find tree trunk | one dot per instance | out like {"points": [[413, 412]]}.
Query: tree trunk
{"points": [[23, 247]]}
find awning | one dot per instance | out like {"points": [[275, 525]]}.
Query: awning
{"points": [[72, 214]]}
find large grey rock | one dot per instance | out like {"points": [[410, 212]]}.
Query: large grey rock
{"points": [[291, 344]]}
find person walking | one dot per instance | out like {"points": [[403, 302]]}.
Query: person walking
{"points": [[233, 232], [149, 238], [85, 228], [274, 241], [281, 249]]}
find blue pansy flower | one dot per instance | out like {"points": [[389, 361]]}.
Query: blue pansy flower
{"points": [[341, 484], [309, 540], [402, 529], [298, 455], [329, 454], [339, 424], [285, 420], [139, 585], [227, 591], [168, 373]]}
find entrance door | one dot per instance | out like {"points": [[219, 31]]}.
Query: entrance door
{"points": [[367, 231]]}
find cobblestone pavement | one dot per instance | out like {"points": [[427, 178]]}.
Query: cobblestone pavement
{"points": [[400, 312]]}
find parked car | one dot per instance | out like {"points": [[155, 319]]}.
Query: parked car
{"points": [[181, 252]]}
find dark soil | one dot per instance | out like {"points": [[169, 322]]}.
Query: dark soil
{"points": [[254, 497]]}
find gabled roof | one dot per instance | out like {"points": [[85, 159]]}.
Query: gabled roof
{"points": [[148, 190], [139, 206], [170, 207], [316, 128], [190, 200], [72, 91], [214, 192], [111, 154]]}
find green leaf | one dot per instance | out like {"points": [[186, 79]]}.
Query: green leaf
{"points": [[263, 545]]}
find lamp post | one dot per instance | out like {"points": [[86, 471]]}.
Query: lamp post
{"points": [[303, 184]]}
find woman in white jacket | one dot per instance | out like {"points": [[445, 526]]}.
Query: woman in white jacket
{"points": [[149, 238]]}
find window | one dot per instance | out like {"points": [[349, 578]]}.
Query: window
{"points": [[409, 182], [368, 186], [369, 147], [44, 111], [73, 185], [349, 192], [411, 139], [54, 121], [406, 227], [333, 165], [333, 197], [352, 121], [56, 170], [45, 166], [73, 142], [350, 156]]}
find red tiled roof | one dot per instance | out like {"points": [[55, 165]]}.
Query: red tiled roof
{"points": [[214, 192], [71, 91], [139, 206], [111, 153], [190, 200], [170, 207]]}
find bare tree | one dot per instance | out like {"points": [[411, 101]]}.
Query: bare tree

◆ ◆ ◆ ◆ ◆ ◆ ◆

▶ [Work item] Looking at the data above, write out exactly the lines that start at the one containing "find person walking" and end at the one containing "find bare tree"; include both and nothing beyond.

▶ [Solved exercise]
find person walking | one dot per instance | out like {"points": [[403, 302]]}.
Query: person walking
{"points": [[233, 232], [149, 238], [85, 228], [274, 241], [281, 249]]}
find blue pansy flower | one dot per instance | out like {"points": [[389, 361]]}.
Query: blue pansy flower
{"points": [[341, 484], [309, 540], [402, 529], [298, 455], [329, 454], [339, 424], [285, 420], [139, 585], [227, 591], [168, 373]]}
find entrance door | one dot per instance | out like {"points": [[219, 31]]}.
Query: entrance door
{"points": [[367, 231]]}
find cobblestone pavement | one dot per instance | out like {"points": [[427, 178]]}.
Query: cobblestone pavement
{"points": [[400, 312]]}
find parked car | one dot per instance | out like {"points": [[155, 319]]}.
Query: parked car
{"points": [[181, 252]]}
find dark soil | one dot per instance | out like {"points": [[169, 322]]}.
Query: dark soil
{"points": [[254, 497]]}
find gabled roof | one dot per instance | out like {"points": [[85, 159]]}.
Query: gabled roof
{"points": [[148, 190], [139, 206], [170, 207], [316, 128], [190, 200], [72, 91], [214, 192], [111, 154]]}
find green leaf | one dot per instance | out like {"points": [[186, 79]]}.
Query: green leaf
{"points": [[263, 545]]}
find lamp post | one dot per instance | out like {"points": [[86, 471]]}.
Query: lamp post
{"points": [[303, 184]]}
find woman in white jacket | one dot per instance | out like {"points": [[445, 526]]}.
Query: woman in white jacket
{"points": [[149, 238]]}
find window | one dot per instance | out like {"points": [[349, 578]]}.
Query: window
{"points": [[409, 182], [368, 186], [369, 147], [44, 111], [73, 185], [349, 192], [411, 139], [54, 121], [406, 227], [333, 165], [333, 197], [352, 121], [56, 170], [45, 166], [73, 142], [350, 156]]}
find red tiled roof | one dot per instance | out like {"points": [[55, 165]]}.
Query: red tiled roof
{"points": [[214, 192], [71, 91], [139, 206], [111, 153], [190, 200], [170, 207]]}
find bare tree | one dot per instance | out like {"points": [[411, 101]]}.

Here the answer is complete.